# Hello from Burlington, ON



## Noltez (Jun 2, 2021)

Greetings all.  Rookie from southern Ontario.  Recently purchased a SB 10K to begin into some metal working.  I hope to use the lathe to repair and create tooling for work and pleasure.  Already used it to repair an $80 tire balancing ring.  Thanks for the ad.


----------



## Canadium (Jun 2, 2021)

Welcome from Hamilton ON!


----------



## 6.5 Fan (Jun 2, 2021)

Welcome from SK.


----------



## Dusty (Jun 2, 2021)

Welcome aboard a great bunch of members and friends are found here, enjoy!
Born in Hamilton, raised and educated at Stoney Creek.


----------



## Doggggboy (Jun 2, 2021)

Welcome


----------



## trlvn (Jun 2, 2021)

Welcome from Oakville!

Craig


----------



## Dabbler (Jun 2, 2021)

welcome from a former Burlingtonian!


----------



## Crosche (Jun 3, 2021)

Welcome to the forum! 

Cheers,

Chad


----------



## CalgaryPT (Jun 3, 2021)

Welcome from Calgary.


----------



## Chip Maker (Jun 4, 2021)

Welcome from Peterborough!


----------



## Hruul (Jun 5, 2021)

Welcome from SK


----------

= = = = = = =

**DIRECTIONS:**
Answer these questions from the welcome thread:
1. What machine did Noltez recently purchase?
2. Where was Dusty born?
3. From which place does Chip Maker send a welcome?
The records aren't needed for this.

= = = = = = =

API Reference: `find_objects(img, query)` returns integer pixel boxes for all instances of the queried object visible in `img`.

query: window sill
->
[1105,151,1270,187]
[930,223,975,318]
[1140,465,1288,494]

= = = = = = =

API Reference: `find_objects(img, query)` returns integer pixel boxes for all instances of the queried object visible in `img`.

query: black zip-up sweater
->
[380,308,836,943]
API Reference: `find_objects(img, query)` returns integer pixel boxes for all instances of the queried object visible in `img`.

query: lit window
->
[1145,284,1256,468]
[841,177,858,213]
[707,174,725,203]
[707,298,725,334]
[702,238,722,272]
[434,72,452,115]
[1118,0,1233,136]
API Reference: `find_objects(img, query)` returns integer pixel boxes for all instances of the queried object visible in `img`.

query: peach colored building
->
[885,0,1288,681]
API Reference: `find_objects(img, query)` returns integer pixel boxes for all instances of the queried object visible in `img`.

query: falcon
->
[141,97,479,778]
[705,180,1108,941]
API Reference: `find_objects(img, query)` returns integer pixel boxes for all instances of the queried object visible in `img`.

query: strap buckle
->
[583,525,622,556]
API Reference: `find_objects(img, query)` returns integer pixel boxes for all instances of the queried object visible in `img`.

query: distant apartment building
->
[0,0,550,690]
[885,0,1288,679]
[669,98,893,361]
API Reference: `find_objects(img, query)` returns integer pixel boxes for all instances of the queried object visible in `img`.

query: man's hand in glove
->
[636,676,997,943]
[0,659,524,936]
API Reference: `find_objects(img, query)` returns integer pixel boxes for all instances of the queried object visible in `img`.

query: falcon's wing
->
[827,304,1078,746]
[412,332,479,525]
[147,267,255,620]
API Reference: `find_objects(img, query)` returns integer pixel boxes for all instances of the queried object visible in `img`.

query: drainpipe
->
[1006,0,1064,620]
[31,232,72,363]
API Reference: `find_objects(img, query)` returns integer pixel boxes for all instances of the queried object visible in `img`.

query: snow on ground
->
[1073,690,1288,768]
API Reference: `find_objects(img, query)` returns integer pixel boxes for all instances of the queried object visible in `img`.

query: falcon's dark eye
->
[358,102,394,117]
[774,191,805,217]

= = = = = = =

**FINISHED TASK:**
1. An SB 10K lathe
2. Hamilton
3. Peterborough